━━ TEXT UNDER STUDY ━━

When you copy a workspace, Structural runs a new sensitivity scan on the copy to identify sensitive columns. However, it keeps the sensitivity designation for columns that you specifically marked as sensitive or not sensitive.

Manual sensitivity scans

In addition to the automatic scans, from Privacy Hub, you can .

Scheduling daily sensitivity scans

On self-hosted instances, Structural can also run scheduled daily sensitivity scans in the background.

The daily scans only run on the 10 workspaces that had the most recent activity. Activity includes:

Data generation jobs.

By default, Structural runs the sensitivity scans each day at midnight.

TONIC_ENABLE_SCHEDULED_SENSITIVITY_SCAN - Boolean to indicate whether to enable the scheduled daily sensitivity scans. The default value is true. To disable the scheduled daily scan, set this to false.
TONIC_SENSITIVITY_SCAN_HOUR - When scheduled scans are enabled, the hour at which to run the scans. The setting uses the local time zone. The value is an integer between 0 and 23, where 0 is midnight and 23 is 11:00 PM. For example, a value of 14 indicates to run the job at 2:00 PM. The default value is 0.

Configuring parallel processing for sensitivity scans

For improved performance, sensitivity scans can use parallel processing.

For document-based databases such as MongoDB, you use the environment setting TONIC_PII_SCAN_PARALLELISM_DOCUMENTDB. The default value is 1.

How Structural identifies sensitive values

The Structural sensitivity scan uses the following rules and processes to:

Identify sensitive columns.
Indicate its confidence that an identified column is sensitive and is of the detected sensitivity type.

Note that this process cannot guarantee perfect precision and recall. We strongly recommend that a human reviews the sensitivity scan results and the broader dataset to ensure that nothing sensitive was missed.

Rule-based data type, column name, and value analysis - High, medium, or low confidence

This part of the sensitivity scan uses regular expression matching and dictionary lookups. It produces high, medium, or low confidence detections.

When this part of the sensitivity scan determines that a column contains sensitivity data, it:

Marks the column as sensitive
Assigns the sensitivity type to the column
Recommends the generator configuration for the identified sensitivity type. Note that if the recommended generator is not compatible with the column, then Structural discards the recommendation.
Marks the sensitivity detection as high, medium, or low confidence. The confidence level is based on a calculation of how well the column matched the applicable rules.

Custom sensitivity rules - Full confidence

The sensitivity scan also looks for any columns that match custom sensitivity types that you define in your custom sensitivity rules.

Custom sensitivity rules always produce full confidence detections.

When a column matches a custom sensitivity rule, Structural:

Marks the column as sensitive.
Assigns the sensitivity rule name as the sensitivity type.
Recommends the generator preset from the sensitivity rule.
Marks the sensitivity detection as full confidence.

Model-based analysis - Medium and low confidence

To identify additional sensitive columns that might not be captured by the other parts of the scan, the sensitivity scan uses an artificial intelligence (AI) model. Note that the model is pre-trained. Structural does not use customer data to train the model, and it does not send any customer data externally.

This part of the scan produces medium or low confidence detections for built-in entity types.

The model considers the table and column name. If the combination of table and column name is similar in meaning to a sensitivity type that Structural has a recommended generator for, then Structural:

Marks the column as sensitive.
Assigns the sensitivity type to the column.

━━━
━━ RECORDS PROVIDED ━━

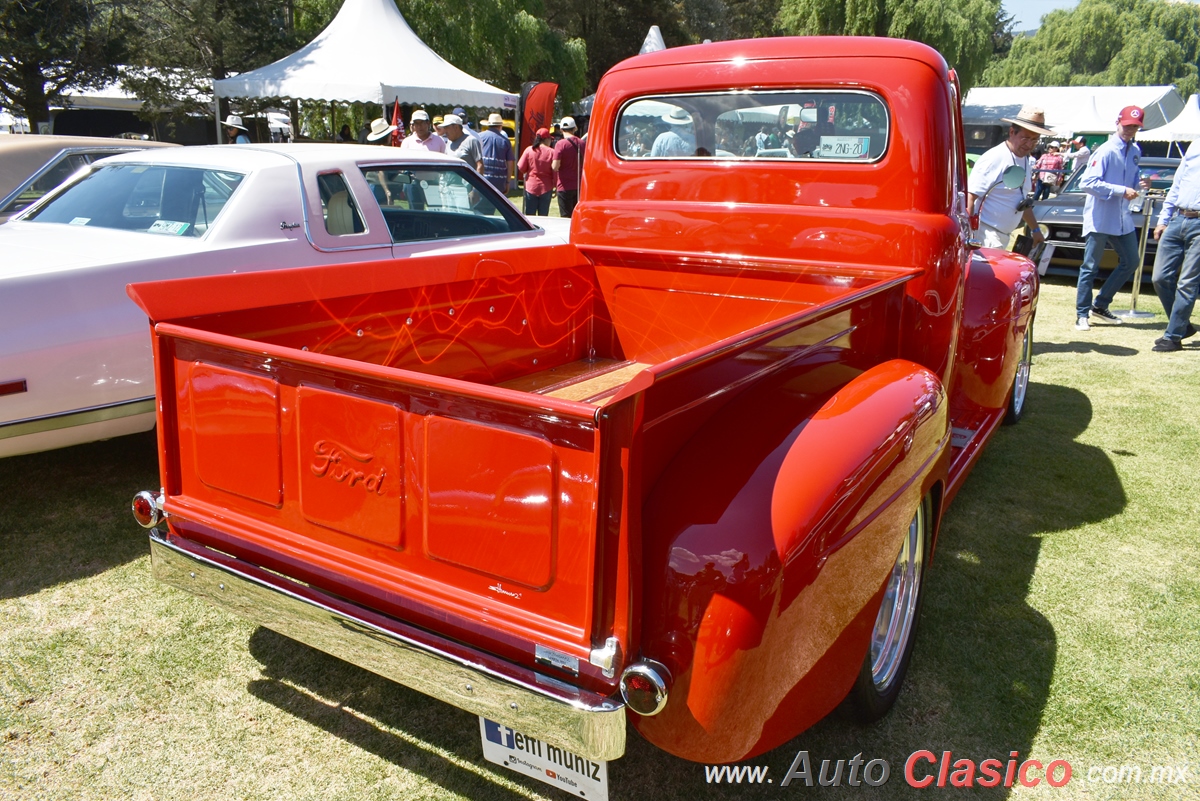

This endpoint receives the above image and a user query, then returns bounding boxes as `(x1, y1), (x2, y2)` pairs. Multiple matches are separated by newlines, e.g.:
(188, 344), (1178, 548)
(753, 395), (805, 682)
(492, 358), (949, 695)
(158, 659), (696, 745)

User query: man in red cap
(1075, 106), (1146, 331)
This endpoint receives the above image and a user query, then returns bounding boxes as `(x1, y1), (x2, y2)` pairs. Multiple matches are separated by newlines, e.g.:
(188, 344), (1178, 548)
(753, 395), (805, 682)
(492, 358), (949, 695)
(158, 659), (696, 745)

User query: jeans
(526, 192), (550, 217)
(1154, 216), (1200, 339)
(558, 189), (580, 217)
(484, 175), (509, 195)
(1075, 231), (1138, 317)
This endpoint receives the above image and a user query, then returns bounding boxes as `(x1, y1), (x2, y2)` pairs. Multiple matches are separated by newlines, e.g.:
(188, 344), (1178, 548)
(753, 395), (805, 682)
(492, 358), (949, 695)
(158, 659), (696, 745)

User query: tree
(983, 0), (1200, 97)
(545, 0), (698, 92)
(779, 0), (1012, 89)
(0, 0), (132, 130)
(397, 0), (589, 100)
(122, 0), (296, 126)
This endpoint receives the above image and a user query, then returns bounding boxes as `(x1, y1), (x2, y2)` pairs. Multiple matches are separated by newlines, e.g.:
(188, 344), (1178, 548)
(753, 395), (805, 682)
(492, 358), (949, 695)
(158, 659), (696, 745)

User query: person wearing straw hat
(367, 116), (397, 144)
(224, 114), (250, 145)
(650, 108), (696, 158)
(1075, 106), (1146, 331)
(550, 116), (583, 217)
(967, 106), (1054, 248)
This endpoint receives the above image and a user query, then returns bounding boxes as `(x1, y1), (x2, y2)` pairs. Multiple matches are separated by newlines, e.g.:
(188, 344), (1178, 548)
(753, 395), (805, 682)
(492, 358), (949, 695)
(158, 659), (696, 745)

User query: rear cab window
(616, 90), (890, 163)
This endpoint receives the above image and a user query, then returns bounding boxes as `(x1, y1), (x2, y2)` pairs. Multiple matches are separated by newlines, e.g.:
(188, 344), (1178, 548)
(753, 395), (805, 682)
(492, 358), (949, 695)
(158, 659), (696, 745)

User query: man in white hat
(479, 112), (517, 194)
(400, 108), (446, 153)
(367, 116), (396, 144)
(442, 114), (484, 170)
(550, 116), (583, 217)
(967, 106), (1054, 248)
(650, 108), (696, 158)
(224, 114), (250, 145)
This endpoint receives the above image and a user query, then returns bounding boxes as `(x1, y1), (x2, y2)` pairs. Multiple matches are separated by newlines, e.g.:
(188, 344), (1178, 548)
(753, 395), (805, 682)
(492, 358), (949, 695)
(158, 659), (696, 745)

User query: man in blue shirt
(1075, 106), (1145, 331)
(1153, 139), (1200, 353)
(479, 112), (516, 194)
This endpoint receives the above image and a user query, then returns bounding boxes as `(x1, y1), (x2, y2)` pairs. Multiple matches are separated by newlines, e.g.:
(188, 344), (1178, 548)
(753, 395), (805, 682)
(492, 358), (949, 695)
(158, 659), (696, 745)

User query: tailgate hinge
(588, 637), (620, 679)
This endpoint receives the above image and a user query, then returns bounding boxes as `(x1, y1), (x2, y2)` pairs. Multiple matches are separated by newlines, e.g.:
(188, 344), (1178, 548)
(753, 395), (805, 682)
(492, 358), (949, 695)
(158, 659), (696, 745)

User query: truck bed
(131, 249), (913, 691)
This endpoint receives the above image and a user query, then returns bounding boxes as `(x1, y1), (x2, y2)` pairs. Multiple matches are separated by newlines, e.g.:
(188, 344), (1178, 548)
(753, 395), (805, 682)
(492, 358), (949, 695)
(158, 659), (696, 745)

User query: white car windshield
(24, 164), (245, 236)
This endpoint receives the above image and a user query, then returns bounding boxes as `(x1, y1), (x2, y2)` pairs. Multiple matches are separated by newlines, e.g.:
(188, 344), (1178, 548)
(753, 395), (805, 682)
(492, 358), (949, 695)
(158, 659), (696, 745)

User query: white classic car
(0, 144), (570, 457)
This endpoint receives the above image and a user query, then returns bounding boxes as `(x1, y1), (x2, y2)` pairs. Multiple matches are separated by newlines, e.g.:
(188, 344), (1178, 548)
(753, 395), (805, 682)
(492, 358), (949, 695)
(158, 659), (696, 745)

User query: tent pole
(212, 91), (221, 145)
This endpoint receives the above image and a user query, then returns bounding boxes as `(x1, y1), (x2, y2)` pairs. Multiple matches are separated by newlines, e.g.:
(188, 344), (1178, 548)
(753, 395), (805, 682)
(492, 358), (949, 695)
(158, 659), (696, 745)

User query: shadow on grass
(236, 384), (1126, 801)
(0, 430), (158, 598)
(1033, 342), (1140, 356)
(247, 628), (554, 799)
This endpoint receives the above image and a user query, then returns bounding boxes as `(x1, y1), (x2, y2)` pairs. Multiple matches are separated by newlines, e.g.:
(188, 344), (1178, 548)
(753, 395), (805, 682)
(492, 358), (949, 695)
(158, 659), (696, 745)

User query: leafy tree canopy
(0, 0), (132, 126)
(779, 0), (1012, 89)
(983, 0), (1200, 97)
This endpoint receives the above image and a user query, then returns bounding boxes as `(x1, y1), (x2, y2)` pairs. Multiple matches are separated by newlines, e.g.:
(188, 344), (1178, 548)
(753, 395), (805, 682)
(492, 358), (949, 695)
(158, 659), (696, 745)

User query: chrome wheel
(1004, 320), (1033, 424)
(869, 504), (925, 694)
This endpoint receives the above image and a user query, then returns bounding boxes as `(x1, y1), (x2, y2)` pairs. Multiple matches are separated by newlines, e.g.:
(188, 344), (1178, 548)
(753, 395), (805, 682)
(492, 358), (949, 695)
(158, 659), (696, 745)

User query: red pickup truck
(130, 38), (1038, 797)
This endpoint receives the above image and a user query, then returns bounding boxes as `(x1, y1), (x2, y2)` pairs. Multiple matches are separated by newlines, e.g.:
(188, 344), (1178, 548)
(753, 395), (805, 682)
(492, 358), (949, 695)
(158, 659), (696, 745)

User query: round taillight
(620, 660), (671, 717)
(133, 489), (162, 529)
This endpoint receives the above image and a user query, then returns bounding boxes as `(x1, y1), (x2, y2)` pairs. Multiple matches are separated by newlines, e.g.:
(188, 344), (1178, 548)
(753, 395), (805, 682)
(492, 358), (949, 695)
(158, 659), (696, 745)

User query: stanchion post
(1116, 189), (1158, 320)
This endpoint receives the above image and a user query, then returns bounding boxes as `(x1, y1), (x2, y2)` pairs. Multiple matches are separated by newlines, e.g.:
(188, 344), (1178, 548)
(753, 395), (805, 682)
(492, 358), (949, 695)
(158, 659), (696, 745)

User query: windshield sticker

━━━

• _APPLY WHAT YOU READ_
- A) Could you return the portion of the sensitivity scan text that begins at the words "Marks the sensitivity detection as full" and stops after "to the column."?
- B) Can you carry the text on Structural sensitivity scans further, starting right after its last sentence?
The data comes from a separate source.

• _TASK-BY-TASK OUTPUTS_
- A)
Marks the sensitivity detection as full confidence.

Model-based analysis - Medium and low confidence

To identify additional sensitive columns that might not be captured by the other parts of the scan, the sensitivity scan uses an artificial intelligence (AI) model. Note that the model is pre-trained. Structural does not use customer data to train the model, and it does not send any customer data externally.

This part of the scan produces medium or low confidence detections for built-in entity types.

The model considers the table and column name. If the combination of table and column name is similar in meaning to a sensitivity type that Structural has a recommended generator for, then Structural:

Marks the column as sensitive.
Assigns the sensitivity type to the column.

- B)
Recommends the generator configuration for that sensitivity type.
Uses AI to compare the table name and column name combination to the sensitivity type, and produces a semantic similarity score.
Based on the semantic similarity score, marks the sensitivity detection as either medium or low confidence.

Downloading the sensitivity scan log

To download the log of the most recent sensitivity scan, either:

On the workspace management view, from the download menu, select Download Sensitivity Scan Log.
On Privacy Hub, click Reports and Logs, then select Scan Log.

The log tracks the progress of the scan.

Manually indicating whether a column is sensitive

You can also manually indicate that a column is sensitive or not sensitive.

For example, the sensitivity scan might incorrectly identify a column as sensitive. Or a column might contain data that you consider sensitive but that does not match a detected sensitivity type.

When you manually change a column from not sensitive to sensitive, Structural marks the sensitivity detection as full confidence.

For information on how to change whether a column is sensitive:

For Privacy Hub, go to .
For Database View, go to:
- For a single column,
- For multiple selected columns,
For Table View, go to .

The Structural API also provides endpoints to designate columns as sensitive or not sensitive.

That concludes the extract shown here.